* YOUR TASK: Please show every line in the entries below that includes the word "flower".

Dataset entries
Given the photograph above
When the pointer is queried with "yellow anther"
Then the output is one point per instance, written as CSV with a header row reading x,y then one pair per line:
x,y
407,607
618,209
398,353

---

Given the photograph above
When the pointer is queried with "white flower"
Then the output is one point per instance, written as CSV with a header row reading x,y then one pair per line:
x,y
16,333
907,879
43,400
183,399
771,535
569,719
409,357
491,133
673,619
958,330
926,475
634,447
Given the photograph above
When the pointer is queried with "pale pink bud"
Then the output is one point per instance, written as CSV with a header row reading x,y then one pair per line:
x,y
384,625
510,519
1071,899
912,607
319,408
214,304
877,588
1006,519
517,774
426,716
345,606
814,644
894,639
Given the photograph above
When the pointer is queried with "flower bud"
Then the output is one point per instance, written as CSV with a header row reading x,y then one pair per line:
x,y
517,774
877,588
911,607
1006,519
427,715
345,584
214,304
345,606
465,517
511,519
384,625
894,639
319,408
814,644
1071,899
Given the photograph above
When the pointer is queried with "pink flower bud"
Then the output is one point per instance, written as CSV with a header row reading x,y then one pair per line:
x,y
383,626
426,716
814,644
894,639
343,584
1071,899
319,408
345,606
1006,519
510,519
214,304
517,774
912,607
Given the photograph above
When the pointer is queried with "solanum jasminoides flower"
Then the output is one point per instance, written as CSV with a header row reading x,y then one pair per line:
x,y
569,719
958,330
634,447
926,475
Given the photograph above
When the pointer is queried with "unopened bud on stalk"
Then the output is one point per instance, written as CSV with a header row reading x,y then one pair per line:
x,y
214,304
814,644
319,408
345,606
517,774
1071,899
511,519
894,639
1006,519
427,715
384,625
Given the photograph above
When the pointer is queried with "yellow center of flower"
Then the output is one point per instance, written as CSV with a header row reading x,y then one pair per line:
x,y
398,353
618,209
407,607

* SOLUTION FOR THIS EXERCISE:
When the pointer is queried with "white flower"
When the pointer is queried with "flower bud"
When the pointer is queried with "pink flower bud"
When the pointer is queried with "solanum jasminoides flower"
When the pointer is queried with "yellow center of flower"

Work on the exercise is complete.